CHALLENGE: List each line of the data below that contains the word "dark", copying every such line in full.

— Start of GIVEN DATA —

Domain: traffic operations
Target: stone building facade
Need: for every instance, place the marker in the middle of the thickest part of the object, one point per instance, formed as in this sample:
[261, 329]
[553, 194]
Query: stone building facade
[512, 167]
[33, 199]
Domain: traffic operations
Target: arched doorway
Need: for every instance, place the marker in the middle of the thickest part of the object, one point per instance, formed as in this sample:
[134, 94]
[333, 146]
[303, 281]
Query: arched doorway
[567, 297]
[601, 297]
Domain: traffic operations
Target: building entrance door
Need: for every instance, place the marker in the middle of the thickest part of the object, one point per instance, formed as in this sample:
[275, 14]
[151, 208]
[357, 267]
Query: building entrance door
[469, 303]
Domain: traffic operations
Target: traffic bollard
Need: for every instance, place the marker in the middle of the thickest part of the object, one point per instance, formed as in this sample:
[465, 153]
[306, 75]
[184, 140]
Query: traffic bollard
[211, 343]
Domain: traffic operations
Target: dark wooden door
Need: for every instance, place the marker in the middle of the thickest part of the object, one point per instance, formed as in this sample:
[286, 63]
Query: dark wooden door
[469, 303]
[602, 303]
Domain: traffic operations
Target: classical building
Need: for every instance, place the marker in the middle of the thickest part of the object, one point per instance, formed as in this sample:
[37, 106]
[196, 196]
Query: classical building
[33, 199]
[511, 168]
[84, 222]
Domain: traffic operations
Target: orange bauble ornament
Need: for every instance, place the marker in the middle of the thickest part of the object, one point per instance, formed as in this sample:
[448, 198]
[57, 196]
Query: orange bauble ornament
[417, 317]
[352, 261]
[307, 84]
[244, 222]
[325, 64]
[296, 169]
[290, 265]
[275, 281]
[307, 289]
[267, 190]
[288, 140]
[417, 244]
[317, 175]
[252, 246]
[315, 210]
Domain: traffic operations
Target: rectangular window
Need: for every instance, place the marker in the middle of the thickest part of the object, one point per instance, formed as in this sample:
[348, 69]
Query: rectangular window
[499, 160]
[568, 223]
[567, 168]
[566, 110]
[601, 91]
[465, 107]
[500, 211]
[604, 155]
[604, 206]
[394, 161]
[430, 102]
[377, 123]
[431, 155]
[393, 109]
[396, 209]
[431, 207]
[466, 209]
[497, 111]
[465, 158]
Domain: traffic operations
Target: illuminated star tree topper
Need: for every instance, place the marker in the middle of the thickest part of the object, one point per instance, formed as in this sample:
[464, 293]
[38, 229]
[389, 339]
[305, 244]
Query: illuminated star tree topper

— End of GIVEN DATA —
— Start of GIVEN DATA —

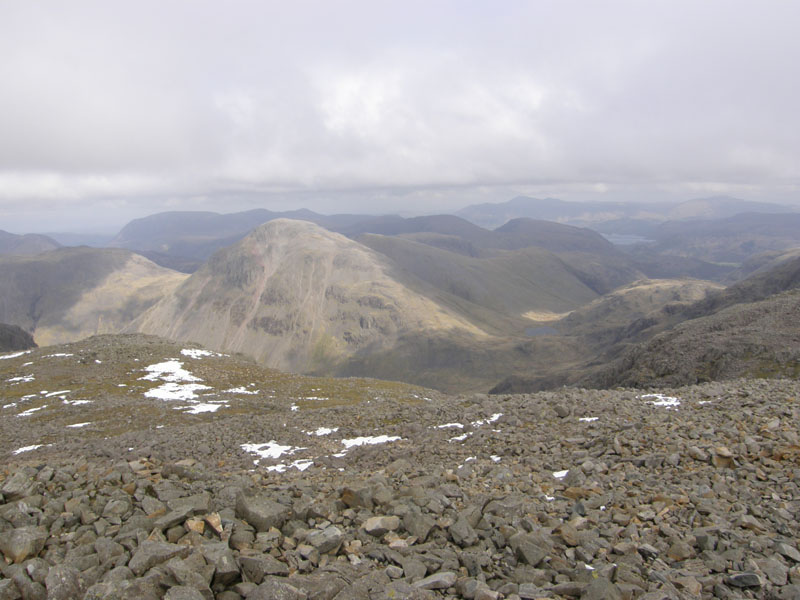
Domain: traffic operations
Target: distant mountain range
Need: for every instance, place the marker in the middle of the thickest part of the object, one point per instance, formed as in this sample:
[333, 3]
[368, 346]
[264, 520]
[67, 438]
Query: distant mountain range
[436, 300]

— End of GIVEN DATA —

SOLUTION TO THIS PROBLEM:
Target: dark wooden door
Query: dark wooden door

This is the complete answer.